> EXERCISE TEXT:
━━━
- Died: 7 November 1783 Tyburn, Middlesex
- Occupation: footpad
- Criminal status: Executed by hanging
- Convictions: Attempted murder Highway robbery
- Criminal penalty: Death

= John Austin (highwayman) =

English criminal (died 1783)

John Austin (died 7 November 1783) was an English footpad who became the last person to be hanged at the Tyburn gallows just outside London. He was sentenced to death for the attempted murder of a labourer called John Spicer from Kent during a robbery. The Recorder of London, James Adair, described it as a "robbery with violence" that involved "cutting and wounding [...] in a cruel manner." This hanging would mark the end of Tyburn, a village in Middlesex, being a place of executions for almost 600 years.

Austin was brought from Newgate prison in the City of London by cart to the gallows. The 21/2 mile journey along Tyburn Road would have taken up to three hours. Standing shackled in the cart, he would have been accompanied by two guards and a chaplain. They would traditionally stop on the way at St Sepulchre-without-Newgate and two public houses where drinks would be served.
━━━
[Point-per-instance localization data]

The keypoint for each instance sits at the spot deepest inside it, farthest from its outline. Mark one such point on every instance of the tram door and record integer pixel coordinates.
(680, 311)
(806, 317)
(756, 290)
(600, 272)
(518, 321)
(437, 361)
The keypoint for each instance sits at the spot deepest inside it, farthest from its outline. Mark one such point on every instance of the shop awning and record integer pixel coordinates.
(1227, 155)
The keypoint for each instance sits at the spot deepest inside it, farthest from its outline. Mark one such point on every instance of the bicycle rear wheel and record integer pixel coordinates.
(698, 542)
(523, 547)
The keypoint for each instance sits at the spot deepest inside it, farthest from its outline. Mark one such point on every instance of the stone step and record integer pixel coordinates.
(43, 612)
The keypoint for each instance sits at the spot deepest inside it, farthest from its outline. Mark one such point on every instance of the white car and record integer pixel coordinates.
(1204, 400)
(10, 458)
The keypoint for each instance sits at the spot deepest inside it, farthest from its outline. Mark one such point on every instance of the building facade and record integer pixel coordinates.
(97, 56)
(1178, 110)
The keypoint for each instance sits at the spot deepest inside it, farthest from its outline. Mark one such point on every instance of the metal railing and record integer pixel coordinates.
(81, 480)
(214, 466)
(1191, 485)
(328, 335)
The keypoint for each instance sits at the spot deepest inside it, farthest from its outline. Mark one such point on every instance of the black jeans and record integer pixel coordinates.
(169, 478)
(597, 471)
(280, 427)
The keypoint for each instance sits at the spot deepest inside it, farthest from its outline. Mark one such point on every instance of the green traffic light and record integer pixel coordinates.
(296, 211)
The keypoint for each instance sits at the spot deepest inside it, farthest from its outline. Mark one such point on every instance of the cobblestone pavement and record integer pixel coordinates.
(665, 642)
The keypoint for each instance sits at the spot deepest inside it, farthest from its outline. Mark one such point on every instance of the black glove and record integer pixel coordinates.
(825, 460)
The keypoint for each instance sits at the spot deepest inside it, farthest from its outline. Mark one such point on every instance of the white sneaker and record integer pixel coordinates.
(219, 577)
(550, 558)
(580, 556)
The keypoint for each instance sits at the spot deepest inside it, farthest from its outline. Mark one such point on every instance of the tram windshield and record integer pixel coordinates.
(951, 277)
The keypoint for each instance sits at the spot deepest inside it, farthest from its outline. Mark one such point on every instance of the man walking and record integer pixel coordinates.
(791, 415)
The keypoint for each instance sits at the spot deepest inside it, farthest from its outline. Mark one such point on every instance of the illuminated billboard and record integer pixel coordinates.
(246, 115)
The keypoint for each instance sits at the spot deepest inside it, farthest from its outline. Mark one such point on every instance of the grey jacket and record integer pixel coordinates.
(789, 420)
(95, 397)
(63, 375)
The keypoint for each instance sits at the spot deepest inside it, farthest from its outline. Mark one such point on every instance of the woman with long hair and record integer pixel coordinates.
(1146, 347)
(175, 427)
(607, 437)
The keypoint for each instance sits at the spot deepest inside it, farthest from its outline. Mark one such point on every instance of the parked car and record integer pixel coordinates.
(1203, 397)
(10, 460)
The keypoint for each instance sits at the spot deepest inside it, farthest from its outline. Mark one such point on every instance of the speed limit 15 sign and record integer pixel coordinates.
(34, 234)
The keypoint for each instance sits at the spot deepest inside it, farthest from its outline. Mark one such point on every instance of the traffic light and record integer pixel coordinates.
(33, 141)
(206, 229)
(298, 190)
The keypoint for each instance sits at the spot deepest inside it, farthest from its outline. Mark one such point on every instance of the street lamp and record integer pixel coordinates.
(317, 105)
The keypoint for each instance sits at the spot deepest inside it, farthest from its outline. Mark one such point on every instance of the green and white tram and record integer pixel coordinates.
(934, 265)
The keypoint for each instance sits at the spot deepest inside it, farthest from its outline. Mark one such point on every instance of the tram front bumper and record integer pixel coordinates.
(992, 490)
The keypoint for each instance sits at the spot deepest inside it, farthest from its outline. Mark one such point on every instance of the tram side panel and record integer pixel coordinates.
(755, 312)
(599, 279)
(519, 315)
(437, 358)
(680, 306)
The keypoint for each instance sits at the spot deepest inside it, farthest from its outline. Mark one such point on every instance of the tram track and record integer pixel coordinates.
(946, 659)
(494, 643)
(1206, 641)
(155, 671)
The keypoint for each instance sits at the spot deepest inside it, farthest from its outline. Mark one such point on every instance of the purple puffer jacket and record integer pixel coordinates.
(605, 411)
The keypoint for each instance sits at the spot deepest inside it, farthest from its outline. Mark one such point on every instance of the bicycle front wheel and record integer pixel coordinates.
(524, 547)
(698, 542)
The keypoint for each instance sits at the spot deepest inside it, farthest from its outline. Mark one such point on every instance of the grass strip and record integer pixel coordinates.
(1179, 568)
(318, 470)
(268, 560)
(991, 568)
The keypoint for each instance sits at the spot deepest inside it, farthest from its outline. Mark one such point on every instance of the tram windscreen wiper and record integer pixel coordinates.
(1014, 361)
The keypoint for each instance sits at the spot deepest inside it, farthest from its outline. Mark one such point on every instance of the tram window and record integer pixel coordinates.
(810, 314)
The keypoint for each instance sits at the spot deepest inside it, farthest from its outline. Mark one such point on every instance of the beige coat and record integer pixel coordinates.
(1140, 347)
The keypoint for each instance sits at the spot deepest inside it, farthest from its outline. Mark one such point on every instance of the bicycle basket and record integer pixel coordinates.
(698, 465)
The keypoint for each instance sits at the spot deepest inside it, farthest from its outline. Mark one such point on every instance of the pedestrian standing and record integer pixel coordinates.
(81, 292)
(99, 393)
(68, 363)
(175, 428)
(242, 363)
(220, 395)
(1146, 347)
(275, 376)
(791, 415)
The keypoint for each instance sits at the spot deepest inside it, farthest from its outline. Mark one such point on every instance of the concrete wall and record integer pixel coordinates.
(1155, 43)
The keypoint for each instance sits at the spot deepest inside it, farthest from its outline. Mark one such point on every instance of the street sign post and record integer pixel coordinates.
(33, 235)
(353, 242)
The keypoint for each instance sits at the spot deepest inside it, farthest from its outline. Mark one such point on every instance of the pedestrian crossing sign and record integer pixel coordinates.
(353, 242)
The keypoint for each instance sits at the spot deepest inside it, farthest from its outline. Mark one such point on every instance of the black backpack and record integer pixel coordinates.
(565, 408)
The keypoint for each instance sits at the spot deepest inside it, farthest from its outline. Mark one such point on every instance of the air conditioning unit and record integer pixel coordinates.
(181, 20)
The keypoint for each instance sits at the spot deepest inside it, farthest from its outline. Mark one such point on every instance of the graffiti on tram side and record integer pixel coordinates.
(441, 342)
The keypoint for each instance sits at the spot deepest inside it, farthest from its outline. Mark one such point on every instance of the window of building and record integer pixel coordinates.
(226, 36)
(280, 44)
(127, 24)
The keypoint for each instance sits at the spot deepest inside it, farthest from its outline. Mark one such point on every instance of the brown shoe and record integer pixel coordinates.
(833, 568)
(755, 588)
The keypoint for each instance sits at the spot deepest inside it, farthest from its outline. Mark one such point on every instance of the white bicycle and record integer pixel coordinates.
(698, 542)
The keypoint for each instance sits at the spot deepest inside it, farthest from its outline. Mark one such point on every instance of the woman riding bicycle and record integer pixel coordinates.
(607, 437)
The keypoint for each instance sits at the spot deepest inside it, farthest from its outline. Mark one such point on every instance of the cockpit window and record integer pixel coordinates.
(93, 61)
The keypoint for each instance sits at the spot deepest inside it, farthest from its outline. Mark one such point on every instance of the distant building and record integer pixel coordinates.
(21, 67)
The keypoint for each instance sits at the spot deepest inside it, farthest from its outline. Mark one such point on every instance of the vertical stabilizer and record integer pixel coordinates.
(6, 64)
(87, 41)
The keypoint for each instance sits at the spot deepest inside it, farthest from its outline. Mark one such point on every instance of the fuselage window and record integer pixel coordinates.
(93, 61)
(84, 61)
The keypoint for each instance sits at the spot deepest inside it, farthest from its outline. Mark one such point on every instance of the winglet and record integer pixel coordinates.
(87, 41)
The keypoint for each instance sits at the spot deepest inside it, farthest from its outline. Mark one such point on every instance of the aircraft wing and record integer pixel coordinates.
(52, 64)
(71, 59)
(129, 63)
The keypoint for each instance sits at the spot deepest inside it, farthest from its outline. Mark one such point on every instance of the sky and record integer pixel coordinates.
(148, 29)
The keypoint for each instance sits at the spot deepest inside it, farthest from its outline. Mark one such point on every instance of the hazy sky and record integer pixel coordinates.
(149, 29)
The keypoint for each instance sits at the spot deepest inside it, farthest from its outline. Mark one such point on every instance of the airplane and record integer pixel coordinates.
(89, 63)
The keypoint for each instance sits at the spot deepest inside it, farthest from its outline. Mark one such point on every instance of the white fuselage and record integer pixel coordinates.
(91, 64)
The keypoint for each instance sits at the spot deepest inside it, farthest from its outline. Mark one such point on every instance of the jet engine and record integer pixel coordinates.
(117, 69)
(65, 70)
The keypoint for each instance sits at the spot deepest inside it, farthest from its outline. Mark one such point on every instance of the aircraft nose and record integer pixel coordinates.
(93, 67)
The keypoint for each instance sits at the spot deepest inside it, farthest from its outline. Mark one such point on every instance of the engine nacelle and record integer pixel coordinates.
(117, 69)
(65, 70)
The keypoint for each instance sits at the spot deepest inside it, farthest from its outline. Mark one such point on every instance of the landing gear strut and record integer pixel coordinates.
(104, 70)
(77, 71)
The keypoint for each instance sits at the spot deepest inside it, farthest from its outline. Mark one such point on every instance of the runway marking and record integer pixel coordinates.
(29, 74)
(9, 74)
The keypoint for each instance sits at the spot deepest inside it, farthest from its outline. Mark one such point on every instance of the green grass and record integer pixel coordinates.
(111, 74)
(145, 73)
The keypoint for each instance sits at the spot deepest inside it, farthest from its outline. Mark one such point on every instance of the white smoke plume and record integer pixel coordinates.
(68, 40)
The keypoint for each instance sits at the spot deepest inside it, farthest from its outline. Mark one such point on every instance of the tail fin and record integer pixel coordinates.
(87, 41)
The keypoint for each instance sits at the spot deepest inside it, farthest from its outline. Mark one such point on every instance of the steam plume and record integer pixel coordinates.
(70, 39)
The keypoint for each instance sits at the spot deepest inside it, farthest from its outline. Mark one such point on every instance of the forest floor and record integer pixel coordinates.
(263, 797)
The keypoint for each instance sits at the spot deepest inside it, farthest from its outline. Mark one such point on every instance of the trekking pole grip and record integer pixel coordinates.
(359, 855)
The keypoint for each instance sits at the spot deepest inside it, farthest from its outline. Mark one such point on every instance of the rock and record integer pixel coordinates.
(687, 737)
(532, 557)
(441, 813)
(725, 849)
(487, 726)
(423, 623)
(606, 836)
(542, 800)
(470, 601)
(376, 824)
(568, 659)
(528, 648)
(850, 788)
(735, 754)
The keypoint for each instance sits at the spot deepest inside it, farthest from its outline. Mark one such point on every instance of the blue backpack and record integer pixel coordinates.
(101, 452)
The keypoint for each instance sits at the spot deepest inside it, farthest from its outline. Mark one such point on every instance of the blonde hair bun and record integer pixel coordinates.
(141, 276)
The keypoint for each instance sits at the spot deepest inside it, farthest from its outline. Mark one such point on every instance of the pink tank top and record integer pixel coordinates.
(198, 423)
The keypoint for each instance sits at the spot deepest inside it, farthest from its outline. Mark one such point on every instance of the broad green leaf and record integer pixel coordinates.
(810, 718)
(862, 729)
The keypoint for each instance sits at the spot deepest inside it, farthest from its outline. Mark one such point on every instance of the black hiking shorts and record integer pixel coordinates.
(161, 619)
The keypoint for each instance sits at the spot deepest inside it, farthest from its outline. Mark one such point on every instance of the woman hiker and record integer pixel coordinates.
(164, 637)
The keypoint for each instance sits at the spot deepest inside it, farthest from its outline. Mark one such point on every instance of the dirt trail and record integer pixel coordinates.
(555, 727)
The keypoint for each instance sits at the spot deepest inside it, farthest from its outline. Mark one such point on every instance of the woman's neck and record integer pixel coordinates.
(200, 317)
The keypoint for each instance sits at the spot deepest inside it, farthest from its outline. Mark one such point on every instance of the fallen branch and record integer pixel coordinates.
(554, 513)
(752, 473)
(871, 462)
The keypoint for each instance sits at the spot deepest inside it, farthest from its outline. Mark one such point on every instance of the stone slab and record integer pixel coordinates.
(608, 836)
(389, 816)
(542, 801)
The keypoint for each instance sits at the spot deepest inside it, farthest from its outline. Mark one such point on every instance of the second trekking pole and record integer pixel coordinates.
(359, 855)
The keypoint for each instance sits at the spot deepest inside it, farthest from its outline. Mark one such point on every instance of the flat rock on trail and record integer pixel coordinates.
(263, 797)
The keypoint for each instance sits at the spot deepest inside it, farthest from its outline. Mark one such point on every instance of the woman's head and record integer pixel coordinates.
━━━
> LIST OF TASKS:
• A. Translate into French this sentence from the article on John Austin: "Austin was brought from Newgate prison in the City of London by cart to the gallows."
• B. Extract verbatim the passage of the article on John Austin starting at "John Austin (died" and ending at "almost 600 years.".

> ANSWER LIST:
• A. Austin fut conduit en charrette de la prison de Newgate, dans la City de Londres, jusqu'au gibet.

• B.
John Austin (died 7 November 1783) was an English footpad who became the last person to be hanged at the Tyburn gallows just outside London. He was sentenced to death for the attempted murder of a labourer called John Spicer from Kent during a robbery. The Recorder of London, James Adair, described it as a "robbery with violence" that involved "cutting and wounding [...] in a cruel manner." This hanging would mark the end of Tyburn, a village in Middlesex, being a place of executions for almost 600 years.